> _What you have to do_
Rewrite the lines from the one containing "You will complete" through the one containing "negative clicks: (260, 138)", changing "rough mask" to "coarse mask" and keeping everything else the same. Return only those lines.

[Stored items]
----
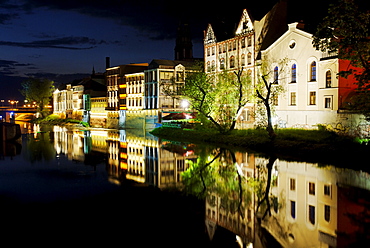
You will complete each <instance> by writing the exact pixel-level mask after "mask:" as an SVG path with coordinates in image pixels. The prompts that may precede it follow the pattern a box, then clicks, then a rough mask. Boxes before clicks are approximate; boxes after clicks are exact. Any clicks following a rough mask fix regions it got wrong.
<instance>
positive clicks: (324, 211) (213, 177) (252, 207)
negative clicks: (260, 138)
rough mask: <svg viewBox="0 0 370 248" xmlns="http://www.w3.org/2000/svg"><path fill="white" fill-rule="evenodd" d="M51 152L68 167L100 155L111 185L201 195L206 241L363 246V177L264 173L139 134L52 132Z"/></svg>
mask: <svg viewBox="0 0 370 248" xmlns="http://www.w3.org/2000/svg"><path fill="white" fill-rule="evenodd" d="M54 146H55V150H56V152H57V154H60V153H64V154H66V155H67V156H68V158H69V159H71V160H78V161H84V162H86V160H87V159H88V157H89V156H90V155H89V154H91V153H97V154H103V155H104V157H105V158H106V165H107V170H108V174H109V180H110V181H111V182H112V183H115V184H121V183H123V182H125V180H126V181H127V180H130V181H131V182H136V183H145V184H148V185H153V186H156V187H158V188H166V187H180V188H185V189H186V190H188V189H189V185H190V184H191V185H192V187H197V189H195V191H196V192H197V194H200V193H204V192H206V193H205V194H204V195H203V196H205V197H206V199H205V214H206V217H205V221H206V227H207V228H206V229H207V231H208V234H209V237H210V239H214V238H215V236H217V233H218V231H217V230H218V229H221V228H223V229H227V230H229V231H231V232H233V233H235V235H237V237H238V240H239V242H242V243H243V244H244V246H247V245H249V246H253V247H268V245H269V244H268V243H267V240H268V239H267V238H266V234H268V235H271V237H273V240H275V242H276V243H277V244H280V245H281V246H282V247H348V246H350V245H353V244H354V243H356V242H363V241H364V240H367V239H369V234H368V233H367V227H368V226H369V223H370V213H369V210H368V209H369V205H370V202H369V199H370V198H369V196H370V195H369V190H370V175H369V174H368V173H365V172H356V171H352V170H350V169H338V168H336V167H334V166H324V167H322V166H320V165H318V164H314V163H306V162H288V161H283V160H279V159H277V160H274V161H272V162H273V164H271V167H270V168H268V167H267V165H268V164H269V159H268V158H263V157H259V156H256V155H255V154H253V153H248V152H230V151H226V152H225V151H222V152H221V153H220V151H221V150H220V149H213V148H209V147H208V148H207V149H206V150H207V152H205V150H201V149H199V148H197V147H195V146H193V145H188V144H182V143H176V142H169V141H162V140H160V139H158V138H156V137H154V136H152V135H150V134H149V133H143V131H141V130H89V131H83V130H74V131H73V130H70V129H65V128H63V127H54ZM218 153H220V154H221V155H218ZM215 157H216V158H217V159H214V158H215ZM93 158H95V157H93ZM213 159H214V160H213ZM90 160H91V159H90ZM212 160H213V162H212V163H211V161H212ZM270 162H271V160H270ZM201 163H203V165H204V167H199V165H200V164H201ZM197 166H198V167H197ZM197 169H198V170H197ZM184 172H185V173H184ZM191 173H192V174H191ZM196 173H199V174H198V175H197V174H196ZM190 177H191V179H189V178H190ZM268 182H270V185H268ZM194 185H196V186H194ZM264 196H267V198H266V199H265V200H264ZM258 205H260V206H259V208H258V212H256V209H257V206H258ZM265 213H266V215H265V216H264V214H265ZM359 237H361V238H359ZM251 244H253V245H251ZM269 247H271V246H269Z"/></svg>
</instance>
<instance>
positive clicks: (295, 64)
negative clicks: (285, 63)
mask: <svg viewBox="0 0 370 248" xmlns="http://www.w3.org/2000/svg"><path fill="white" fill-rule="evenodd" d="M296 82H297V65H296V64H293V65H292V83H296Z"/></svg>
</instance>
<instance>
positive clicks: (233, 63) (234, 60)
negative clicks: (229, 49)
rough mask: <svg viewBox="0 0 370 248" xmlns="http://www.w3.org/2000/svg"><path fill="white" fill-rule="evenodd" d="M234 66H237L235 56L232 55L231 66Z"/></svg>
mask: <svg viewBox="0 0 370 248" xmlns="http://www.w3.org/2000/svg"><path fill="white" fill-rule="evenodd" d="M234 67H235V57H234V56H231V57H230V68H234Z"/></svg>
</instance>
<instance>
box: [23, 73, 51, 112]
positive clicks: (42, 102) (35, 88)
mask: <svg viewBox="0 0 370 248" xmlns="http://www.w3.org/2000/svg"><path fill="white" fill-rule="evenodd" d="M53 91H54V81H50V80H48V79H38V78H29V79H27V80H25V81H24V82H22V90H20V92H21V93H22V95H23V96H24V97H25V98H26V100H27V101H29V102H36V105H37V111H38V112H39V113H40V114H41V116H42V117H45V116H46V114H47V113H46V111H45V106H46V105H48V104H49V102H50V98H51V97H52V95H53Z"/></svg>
----
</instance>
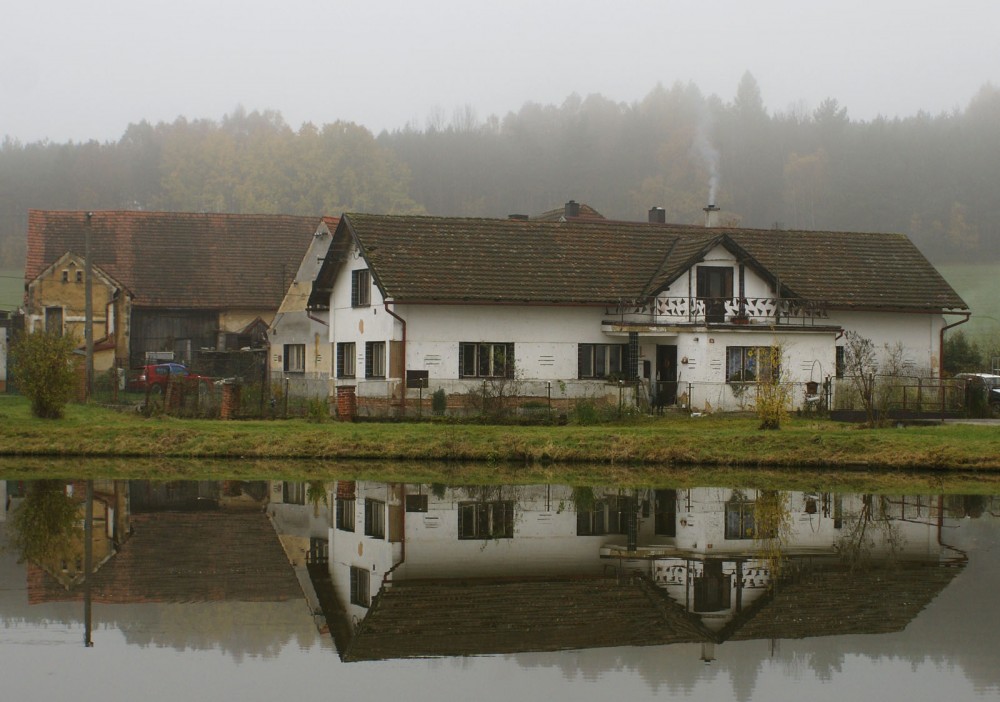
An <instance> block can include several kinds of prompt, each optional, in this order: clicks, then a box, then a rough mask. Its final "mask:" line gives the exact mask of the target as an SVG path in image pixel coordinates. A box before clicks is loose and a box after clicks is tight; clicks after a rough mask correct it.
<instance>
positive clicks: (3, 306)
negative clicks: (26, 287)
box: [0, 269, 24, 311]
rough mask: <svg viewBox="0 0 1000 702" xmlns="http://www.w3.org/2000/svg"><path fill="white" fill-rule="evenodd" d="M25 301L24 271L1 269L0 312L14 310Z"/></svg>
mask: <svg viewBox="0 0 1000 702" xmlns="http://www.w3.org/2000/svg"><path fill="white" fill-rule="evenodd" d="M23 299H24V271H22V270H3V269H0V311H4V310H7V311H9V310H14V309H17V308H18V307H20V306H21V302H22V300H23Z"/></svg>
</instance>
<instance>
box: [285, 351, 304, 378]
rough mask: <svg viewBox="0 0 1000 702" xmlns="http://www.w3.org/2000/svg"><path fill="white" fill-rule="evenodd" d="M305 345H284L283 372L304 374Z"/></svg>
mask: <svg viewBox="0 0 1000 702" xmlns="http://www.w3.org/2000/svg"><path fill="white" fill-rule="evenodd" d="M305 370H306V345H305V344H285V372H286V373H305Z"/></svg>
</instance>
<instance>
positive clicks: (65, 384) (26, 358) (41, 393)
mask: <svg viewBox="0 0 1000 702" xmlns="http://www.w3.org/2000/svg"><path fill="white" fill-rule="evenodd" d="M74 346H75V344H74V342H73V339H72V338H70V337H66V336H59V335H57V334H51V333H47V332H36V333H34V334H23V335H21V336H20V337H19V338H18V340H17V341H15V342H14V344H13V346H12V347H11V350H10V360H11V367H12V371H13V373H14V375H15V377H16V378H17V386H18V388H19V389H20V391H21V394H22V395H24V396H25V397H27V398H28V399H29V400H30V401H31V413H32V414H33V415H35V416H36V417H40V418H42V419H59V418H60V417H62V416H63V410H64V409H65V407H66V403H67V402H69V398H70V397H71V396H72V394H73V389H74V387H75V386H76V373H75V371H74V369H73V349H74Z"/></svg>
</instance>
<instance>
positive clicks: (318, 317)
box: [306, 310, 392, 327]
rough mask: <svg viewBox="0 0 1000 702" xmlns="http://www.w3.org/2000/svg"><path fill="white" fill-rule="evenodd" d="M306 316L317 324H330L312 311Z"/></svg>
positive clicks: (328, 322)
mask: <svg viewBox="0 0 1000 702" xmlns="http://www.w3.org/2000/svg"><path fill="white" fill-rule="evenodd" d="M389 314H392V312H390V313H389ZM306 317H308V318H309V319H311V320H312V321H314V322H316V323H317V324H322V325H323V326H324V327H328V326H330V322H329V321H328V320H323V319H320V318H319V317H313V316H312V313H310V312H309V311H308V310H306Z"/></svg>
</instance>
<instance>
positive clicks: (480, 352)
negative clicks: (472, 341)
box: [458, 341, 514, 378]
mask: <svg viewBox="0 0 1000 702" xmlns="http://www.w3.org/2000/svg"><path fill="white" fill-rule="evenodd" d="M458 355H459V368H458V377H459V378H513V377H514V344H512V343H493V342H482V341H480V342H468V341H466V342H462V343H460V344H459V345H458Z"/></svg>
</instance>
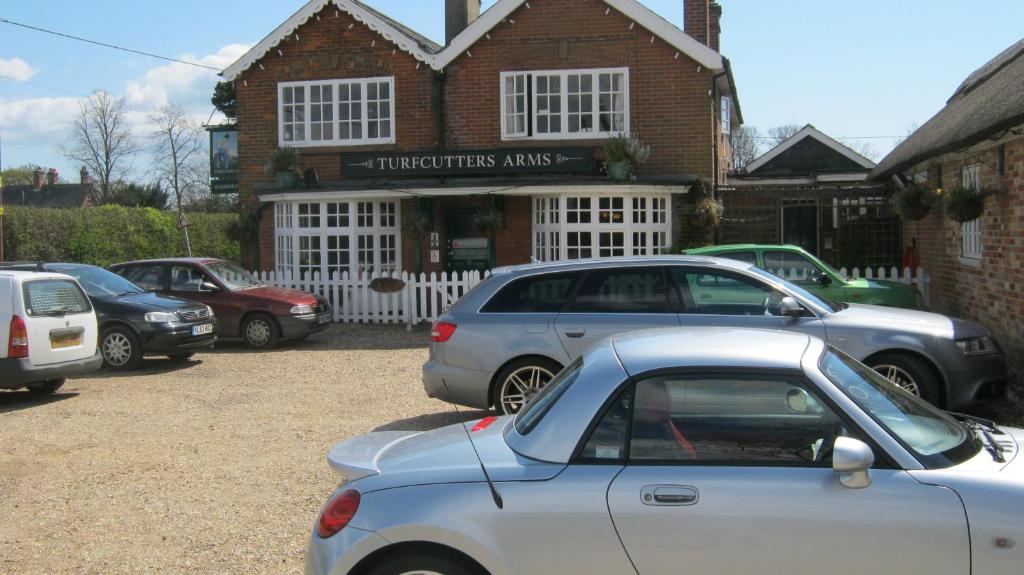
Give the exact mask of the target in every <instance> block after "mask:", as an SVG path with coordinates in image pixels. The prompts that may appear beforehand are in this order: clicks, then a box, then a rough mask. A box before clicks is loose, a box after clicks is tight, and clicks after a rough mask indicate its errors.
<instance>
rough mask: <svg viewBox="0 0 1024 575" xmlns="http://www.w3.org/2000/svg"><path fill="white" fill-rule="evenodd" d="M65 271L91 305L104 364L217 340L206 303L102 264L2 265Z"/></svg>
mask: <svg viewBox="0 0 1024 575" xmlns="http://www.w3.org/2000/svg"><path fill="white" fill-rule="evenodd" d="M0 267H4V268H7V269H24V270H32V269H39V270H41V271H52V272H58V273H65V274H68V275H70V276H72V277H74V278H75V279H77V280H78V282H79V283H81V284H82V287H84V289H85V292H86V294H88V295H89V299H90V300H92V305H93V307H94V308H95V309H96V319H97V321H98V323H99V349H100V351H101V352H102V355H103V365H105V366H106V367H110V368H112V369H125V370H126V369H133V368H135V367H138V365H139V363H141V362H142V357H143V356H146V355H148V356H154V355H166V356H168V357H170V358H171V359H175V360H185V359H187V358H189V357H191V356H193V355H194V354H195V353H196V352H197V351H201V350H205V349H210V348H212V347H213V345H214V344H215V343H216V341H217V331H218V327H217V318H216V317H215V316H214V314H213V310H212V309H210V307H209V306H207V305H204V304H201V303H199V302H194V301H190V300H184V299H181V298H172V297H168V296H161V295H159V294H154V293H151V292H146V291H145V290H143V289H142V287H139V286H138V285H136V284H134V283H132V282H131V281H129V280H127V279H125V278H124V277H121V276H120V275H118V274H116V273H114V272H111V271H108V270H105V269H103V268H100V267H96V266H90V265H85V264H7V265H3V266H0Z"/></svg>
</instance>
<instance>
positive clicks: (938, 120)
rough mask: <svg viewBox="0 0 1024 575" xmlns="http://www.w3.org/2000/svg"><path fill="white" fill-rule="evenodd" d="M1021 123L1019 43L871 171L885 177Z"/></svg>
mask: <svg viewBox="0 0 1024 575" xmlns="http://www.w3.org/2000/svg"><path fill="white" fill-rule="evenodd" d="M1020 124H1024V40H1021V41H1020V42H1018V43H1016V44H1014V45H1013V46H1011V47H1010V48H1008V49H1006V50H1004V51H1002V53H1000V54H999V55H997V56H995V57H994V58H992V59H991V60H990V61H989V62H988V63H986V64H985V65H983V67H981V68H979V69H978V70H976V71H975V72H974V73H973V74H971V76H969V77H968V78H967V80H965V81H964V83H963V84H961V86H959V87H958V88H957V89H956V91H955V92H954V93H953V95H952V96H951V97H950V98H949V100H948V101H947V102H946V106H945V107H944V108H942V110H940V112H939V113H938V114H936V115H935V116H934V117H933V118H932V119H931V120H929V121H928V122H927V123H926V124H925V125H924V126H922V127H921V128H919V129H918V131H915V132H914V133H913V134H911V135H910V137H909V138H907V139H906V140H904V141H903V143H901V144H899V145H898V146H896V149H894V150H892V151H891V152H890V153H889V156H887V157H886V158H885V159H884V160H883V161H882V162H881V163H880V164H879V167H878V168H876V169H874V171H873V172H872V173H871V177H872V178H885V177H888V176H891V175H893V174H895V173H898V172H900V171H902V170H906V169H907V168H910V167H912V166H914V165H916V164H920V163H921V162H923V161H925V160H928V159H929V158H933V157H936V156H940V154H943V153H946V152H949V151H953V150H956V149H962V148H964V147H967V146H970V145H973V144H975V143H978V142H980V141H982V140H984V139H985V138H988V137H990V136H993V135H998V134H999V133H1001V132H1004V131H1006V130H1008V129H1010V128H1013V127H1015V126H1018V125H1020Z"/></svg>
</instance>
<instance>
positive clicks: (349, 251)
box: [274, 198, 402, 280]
----
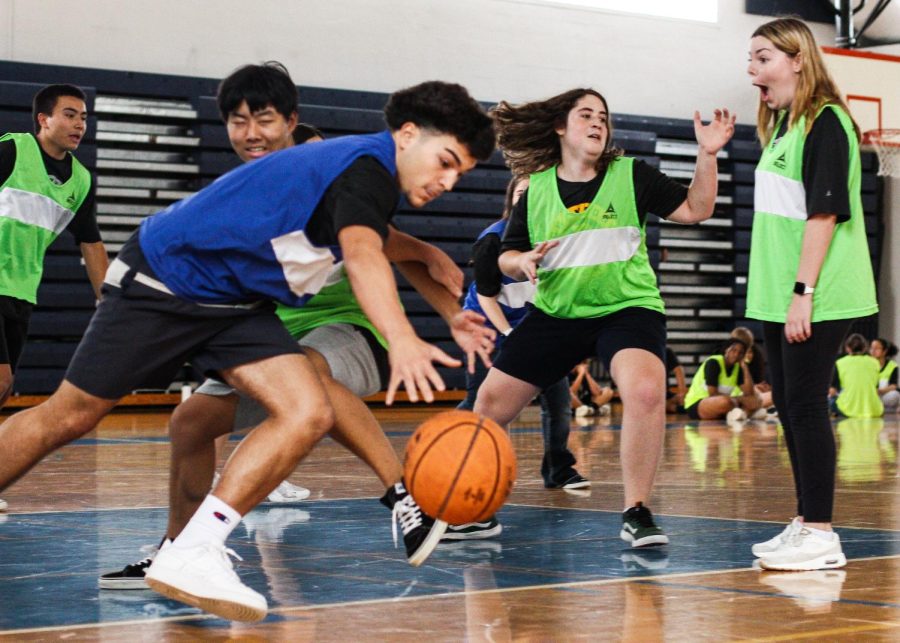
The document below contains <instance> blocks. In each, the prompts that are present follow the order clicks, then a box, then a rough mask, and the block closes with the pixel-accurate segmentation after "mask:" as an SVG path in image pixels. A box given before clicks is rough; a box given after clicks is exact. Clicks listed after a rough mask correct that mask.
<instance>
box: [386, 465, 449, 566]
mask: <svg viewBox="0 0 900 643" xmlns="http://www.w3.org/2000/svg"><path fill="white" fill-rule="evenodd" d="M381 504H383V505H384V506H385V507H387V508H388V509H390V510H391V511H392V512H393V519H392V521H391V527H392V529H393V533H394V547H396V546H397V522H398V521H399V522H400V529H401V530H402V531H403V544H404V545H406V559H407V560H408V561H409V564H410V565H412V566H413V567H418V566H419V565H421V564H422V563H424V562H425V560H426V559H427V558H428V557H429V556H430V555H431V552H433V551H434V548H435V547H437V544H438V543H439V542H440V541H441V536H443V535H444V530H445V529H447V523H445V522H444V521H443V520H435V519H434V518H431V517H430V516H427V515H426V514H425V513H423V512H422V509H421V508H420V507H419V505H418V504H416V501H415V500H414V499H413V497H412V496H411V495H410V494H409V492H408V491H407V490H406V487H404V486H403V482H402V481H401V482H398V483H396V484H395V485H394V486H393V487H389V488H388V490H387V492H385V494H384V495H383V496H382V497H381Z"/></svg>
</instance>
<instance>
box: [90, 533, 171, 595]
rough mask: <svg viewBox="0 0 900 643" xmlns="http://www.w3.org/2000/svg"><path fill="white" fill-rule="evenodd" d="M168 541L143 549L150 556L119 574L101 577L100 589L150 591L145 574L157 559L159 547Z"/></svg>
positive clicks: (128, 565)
----
> _Answer for the task_
You will complete each <instance> by writing the exact pixel-level mask after "mask:" as an SVG path with coordinates in image pixels. The prompts that may precede it follow the pattern a box, then clicks, then a coarse mask. Boxes before clicks are approximate; boxes after clicks are exact. Any clicks following a coarse mask fix regions it got wrong.
<instance>
positive clicks: (324, 211) (213, 177) (252, 207)
negative clicks: (260, 138)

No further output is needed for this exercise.